● WHAT YOU WILL DO
1) Duplicate the passage of the watch thread that begins at the words "Hmmm?? maybe it" and stops after "Just guessing,.....while joking.".
2) Answer these questions from the watch thread:
(a) How many batteries does the watch take?
(b) Which part of the watch stops when it is taken off the wrist?
(c) On what date did Synchrohow reply?
3) List every explanation the watch thread puts forward, seriously or in jest, for the analogue part stopping.

● EXTRACT TO READ
--- begin ---

# Quartz Only Runs When Worn!!?



## heartyparty (Nov 12, 2006)

Hi folks I'm wondering if anyone can help.

I own a Nixon Insider (ana-digi) which is a quartz movement.










Recently had the batteries changed (it takes four!), and the digital part is keeping fine time, but whenever I take it off (my wrist) the analogue part stops - and doesn't start again until I put it back on - weird!

Am I emitting some kind of paranormal activity or natural ley line energy?









Anyone come across this before??

Cheers,

heartyparty


----------



## Synchrohow (Nov 15, 2006)

heartyparty said:


> Hi folks I'm wondering if anyone can help.
> 
> I own a Nixon Insider (ana-digi) which is a quartz movement.
> 
> ...


 Hmmm?? maybe it is a new featiure that keeps track of the time when a person was last warm and alive or when it was stolen off your wrist?? Just guessing,.....while joking.

--- end ---

(Rows from a segmentation dataset)
--- begin ---

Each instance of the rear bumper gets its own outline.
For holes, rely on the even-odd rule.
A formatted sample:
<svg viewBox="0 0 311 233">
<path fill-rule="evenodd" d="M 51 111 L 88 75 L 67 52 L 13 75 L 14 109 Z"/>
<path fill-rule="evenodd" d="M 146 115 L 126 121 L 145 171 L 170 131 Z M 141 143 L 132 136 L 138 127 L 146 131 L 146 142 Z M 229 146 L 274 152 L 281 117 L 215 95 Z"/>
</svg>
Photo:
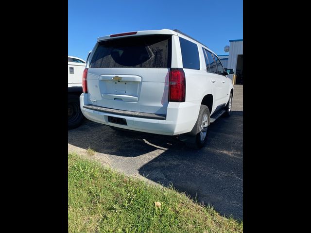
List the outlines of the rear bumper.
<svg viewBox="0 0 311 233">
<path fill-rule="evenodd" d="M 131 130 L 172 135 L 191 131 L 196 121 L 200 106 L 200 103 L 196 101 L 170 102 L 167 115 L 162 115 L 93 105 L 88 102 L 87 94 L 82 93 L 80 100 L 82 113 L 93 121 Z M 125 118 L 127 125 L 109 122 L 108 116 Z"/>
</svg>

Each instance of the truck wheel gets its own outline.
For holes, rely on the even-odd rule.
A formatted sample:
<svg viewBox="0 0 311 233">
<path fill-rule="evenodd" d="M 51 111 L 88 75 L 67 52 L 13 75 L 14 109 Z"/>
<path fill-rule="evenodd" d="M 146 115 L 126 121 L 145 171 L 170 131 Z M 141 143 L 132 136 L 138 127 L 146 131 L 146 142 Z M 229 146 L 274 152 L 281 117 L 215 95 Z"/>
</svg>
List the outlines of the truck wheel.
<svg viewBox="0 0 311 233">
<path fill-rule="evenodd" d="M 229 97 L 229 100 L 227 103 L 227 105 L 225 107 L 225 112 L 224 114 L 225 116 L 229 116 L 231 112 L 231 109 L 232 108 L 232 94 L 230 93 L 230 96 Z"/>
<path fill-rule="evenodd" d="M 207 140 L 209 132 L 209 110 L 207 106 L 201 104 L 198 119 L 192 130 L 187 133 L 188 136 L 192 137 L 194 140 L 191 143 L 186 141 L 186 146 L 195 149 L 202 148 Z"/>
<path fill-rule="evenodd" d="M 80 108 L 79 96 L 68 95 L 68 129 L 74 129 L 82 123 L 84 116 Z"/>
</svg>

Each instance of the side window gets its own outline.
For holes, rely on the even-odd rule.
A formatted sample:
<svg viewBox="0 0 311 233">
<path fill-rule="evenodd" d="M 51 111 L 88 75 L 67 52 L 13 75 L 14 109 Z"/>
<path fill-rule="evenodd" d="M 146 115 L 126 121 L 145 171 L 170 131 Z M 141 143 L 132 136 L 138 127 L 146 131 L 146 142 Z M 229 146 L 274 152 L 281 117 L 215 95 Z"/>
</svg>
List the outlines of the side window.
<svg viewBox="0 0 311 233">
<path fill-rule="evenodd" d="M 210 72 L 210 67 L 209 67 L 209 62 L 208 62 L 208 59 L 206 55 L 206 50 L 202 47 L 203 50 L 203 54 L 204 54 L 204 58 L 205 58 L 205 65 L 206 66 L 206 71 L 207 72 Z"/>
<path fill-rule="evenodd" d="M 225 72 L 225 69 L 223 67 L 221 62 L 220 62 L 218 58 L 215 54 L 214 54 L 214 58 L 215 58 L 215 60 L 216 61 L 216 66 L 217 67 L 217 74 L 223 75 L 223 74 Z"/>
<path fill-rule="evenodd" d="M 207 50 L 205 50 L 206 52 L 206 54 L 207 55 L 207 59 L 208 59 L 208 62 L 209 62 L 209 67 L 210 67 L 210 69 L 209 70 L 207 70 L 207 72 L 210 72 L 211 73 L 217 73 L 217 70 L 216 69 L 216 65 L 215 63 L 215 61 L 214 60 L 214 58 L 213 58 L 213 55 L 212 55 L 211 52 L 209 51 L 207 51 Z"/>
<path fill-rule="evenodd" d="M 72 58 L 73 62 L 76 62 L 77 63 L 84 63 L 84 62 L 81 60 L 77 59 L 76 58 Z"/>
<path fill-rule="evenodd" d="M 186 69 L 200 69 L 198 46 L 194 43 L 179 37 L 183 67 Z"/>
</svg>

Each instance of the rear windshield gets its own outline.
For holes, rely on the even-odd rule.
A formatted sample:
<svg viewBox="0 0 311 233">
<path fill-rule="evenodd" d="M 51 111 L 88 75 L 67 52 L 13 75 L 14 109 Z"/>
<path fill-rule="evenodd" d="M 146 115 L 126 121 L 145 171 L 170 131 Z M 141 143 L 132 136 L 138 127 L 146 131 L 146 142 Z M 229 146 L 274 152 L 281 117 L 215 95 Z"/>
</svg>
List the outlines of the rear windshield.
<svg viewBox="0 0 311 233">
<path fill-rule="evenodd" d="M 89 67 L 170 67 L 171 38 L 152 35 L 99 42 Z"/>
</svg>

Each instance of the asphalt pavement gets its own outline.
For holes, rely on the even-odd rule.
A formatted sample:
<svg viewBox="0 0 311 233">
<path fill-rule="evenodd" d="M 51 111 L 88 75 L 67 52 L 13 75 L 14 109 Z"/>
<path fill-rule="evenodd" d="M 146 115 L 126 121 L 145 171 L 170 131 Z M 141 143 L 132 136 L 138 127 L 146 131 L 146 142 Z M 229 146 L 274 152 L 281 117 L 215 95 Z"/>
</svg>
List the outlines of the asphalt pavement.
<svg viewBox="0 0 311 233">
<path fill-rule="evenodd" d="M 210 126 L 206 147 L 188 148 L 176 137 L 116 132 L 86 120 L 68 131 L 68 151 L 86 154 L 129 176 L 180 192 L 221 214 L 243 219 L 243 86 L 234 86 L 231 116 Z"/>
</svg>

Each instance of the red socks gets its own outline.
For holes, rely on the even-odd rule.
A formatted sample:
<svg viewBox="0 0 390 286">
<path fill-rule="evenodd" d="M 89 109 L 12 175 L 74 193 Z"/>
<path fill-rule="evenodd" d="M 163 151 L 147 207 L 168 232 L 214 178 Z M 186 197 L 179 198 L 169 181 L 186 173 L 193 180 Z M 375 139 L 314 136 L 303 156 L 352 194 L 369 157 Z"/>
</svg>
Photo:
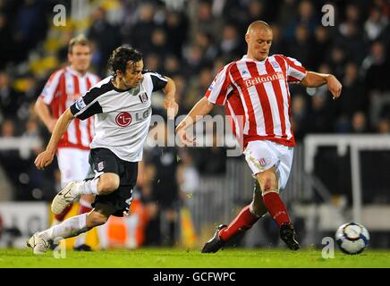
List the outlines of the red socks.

--- end ---

● PER-TASK OUTPUTS
1)
Hmmm?? maybe it is a new featiure that keeps track of the time when a person was last warm and alive or when it was stolen off your wrist?? Just guessing,.....while joking.

2)
(a) Four.
(b) The analogue part.
(c) Nov 15, 2006.

3)
- Paranormal activity
- Natural ley line energy
- A new feature that keeps track of the time when a person was last warm and alive
- A new feature that keeps track of when it was stolen off your wrist